- [Exercise]: Quote the line containing "visible white storage" and all lines that follow it in the listing below, exactly as written.

- [Extracted records]:
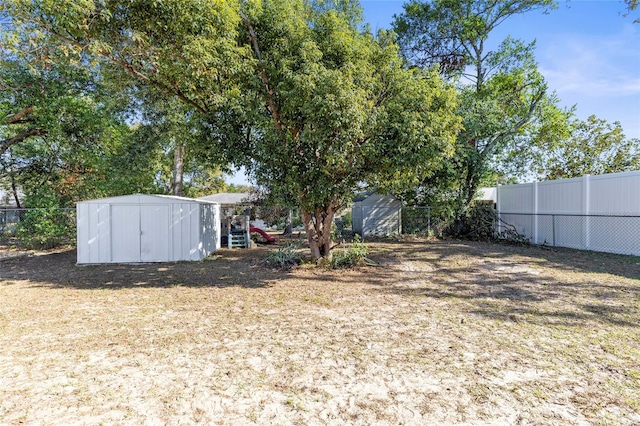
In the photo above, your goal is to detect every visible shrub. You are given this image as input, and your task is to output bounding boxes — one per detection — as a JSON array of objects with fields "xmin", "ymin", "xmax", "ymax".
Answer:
[
  {"xmin": 17, "ymin": 207, "xmax": 76, "ymax": 250},
  {"xmin": 16, "ymin": 186, "xmax": 76, "ymax": 250},
  {"xmin": 265, "ymin": 243, "xmax": 302, "ymax": 269},
  {"xmin": 331, "ymin": 235, "xmax": 373, "ymax": 269}
]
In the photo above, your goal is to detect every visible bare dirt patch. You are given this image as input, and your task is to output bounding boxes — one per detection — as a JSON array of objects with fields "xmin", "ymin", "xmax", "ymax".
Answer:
[{"xmin": 0, "ymin": 241, "xmax": 640, "ymax": 425}]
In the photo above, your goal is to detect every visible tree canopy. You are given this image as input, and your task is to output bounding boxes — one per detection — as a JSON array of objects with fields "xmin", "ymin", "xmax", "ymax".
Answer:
[
  {"xmin": 538, "ymin": 115, "xmax": 640, "ymax": 179},
  {"xmin": 5, "ymin": 0, "xmax": 459, "ymax": 259},
  {"xmin": 394, "ymin": 0, "xmax": 565, "ymax": 216}
]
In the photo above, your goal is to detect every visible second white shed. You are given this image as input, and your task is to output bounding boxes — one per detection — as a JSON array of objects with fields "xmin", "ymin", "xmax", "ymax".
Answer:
[
  {"xmin": 351, "ymin": 194, "xmax": 402, "ymax": 237},
  {"xmin": 76, "ymin": 194, "xmax": 221, "ymax": 264}
]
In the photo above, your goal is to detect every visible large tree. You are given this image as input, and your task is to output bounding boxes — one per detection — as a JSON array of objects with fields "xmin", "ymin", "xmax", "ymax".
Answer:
[
  {"xmin": 537, "ymin": 115, "xmax": 640, "ymax": 179},
  {"xmin": 7, "ymin": 0, "xmax": 459, "ymax": 259},
  {"xmin": 394, "ymin": 0, "xmax": 564, "ymax": 215}
]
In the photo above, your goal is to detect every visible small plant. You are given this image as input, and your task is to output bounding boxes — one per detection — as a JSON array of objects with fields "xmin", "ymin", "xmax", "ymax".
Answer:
[
  {"xmin": 17, "ymin": 207, "xmax": 76, "ymax": 250},
  {"xmin": 331, "ymin": 235, "xmax": 374, "ymax": 269},
  {"xmin": 265, "ymin": 243, "xmax": 302, "ymax": 269}
]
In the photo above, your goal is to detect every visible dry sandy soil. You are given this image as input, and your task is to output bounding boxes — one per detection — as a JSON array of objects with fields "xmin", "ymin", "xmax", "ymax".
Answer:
[{"xmin": 0, "ymin": 240, "xmax": 640, "ymax": 425}]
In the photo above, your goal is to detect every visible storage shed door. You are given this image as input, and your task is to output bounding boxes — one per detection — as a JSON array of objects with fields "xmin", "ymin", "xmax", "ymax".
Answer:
[
  {"xmin": 111, "ymin": 205, "xmax": 140, "ymax": 262},
  {"xmin": 140, "ymin": 205, "xmax": 170, "ymax": 262},
  {"xmin": 111, "ymin": 205, "xmax": 170, "ymax": 263}
]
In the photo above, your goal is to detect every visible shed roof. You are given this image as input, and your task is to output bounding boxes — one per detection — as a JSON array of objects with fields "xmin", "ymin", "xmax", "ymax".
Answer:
[{"xmin": 76, "ymin": 194, "xmax": 214, "ymax": 204}]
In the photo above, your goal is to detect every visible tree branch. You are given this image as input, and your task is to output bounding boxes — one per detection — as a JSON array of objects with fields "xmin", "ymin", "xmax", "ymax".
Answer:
[
  {"xmin": 240, "ymin": 13, "xmax": 282, "ymax": 131},
  {"xmin": 3, "ymin": 106, "xmax": 33, "ymax": 124},
  {"xmin": 0, "ymin": 129, "xmax": 47, "ymax": 156}
]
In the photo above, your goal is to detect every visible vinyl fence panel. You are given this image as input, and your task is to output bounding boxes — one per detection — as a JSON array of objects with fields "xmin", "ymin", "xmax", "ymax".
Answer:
[{"xmin": 497, "ymin": 171, "xmax": 640, "ymax": 256}]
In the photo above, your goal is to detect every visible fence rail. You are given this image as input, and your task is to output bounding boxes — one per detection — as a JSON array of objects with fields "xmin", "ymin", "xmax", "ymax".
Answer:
[{"xmin": 498, "ymin": 212, "xmax": 640, "ymax": 256}]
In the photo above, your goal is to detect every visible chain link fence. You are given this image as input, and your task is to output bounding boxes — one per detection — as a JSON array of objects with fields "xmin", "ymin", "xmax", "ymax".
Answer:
[
  {"xmin": 402, "ymin": 206, "xmax": 449, "ymax": 237},
  {"xmin": 0, "ymin": 208, "xmax": 76, "ymax": 249},
  {"xmin": 498, "ymin": 212, "xmax": 640, "ymax": 256}
]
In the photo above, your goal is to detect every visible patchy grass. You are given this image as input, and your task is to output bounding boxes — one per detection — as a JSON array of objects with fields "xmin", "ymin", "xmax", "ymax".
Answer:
[{"xmin": 0, "ymin": 241, "xmax": 640, "ymax": 425}]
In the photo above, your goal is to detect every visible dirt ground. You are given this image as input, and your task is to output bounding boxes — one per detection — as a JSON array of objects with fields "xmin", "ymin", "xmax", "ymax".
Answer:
[{"xmin": 0, "ymin": 240, "xmax": 640, "ymax": 425}]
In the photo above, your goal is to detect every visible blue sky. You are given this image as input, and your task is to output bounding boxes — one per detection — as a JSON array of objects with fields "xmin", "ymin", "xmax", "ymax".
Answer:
[
  {"xmin": 227, "ymin": 0, "xmax": 640, "ymax": 184},
  {"xmin": 361, "ymin": 0, "xmax": 640, "ymax": 138}
]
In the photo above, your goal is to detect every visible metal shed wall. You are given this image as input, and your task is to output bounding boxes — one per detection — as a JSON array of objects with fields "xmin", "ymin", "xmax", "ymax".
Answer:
[
  {"xmin": 76, "ymin": 195, "xmax": 220, "ymax": 264},
  {"xmin": 351, "ymin": 194, "xmax": 402, "ymax": 237}
]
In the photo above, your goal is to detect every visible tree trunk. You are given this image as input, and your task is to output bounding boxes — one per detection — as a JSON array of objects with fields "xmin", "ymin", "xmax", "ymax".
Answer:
[
  {"xmin": 171, "ymin": 144, "xmax": 184, "ymax": 197},
  {"xmin": 11, "ymin": 170, "xmax": 22, "ymax": 209},
  {"xmin": 282, "ymin": 209, "xmax": 293, "ymax": 235},
  {"xmin": 301, "ymin": 200, "xmax": 340, "ymax": 262}
]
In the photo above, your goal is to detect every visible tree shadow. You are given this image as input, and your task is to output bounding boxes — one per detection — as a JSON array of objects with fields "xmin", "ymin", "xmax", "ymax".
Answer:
[
  {"xmin": 0, "ymin": 249, "xmax": 283, "ymax": 290},
  {"xmin": 362, "ymin": 241, "xmax": 640, "ymax": 327}
]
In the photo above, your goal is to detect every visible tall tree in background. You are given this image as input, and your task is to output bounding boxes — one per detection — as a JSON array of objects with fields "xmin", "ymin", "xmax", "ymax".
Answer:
[
  {"xmin": 538, "ymin": 115, "xmax": 640, "ymax": 180},
  {"xmin": 394, "ymin": 0, "xmax": 566, "ymax": 217},
  {"xmin": 5, "ymin": 0, "xmax": 459, "ymax": 259},
  {"xmin": 235, "ymin": 1, "xmax": 458, "ymax": 259}
]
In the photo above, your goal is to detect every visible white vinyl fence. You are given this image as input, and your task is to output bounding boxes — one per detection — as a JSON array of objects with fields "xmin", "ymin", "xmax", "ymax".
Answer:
[{"xmin": 497, "ymin": 171, "xmax": 640, "ymax": 256}]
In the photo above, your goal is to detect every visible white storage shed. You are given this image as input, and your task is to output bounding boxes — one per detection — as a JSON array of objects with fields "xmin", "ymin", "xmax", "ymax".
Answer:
[
  {"xmin": 76, "ymin": 194, "xmax": 221, "ymax": 264},
  {"xmin": 351, "ymin": 194, "xmax": 402, "ymax": 237}
]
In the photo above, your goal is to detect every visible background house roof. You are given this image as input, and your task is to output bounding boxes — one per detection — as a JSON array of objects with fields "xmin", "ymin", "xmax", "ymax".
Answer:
[{"xmin": 198, "ymin": 192, "xmax": 251, "ymax": 204}]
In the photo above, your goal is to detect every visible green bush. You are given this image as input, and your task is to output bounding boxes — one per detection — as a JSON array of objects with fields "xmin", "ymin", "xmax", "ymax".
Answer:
[
  {"xmin": 16, "ymin": 187, "xmax": 76, "ymax": 250},
  {"xmin": 331, "ymin": 235, "xmax": 372, "ymax": 269},
  {"xmin": 17, "ymin": 207, "xmax": 76, "ymax": 250},
  {"xmin": 265, "ymin": 243, "xmax": 302, "ymax": 269}
]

- [Solution below]:
In the photo above, your goal is to detect every visible white storage shed. You are given this image as input, and your task is to output bounding boxes — one per detection — as a JSON array of objects with fields "xmin", "ymin", "xmax", "ymax".
Answer:
[
  {"xmin": 76, "ymin": 194, "xmax": 221, "ymax": 264},
  {"xmin": 351, "ymin": 194, "xmax": 402, "ymax": 237}
]
In the photo above, your goal is to detect every visible background house roof. You are given this image as input, and your task is to output bounding boxes — one per detection — as a JSON array of objects with fields "xmin", "ymin", "xmax", "ymax".
Answer:
[{"xmin": 198, "ymin": 192, "xmax": 251, "ymax": 204}]
In the photo above, your goal is to detect every visible green bush. You are given this image as input, and your task is to output bounding boxes — one per detection — as a JSON array of objects with fields "xmin", "ymin", "xmax", "ymax".
Answer:
[
  {"xmin": 16, "ymin": 187, "xmax": 76, "ymax": 250},
  {"xmin": 331, "ymin": 235, "xmax": 372, "ymax": 269},
  {"xmin": 17, "ymin": 207, "xmax": 76, "ymax": 250},
  {"xmin": 265, "ymin": 243, "xmax": 302, "ymax": 269}
]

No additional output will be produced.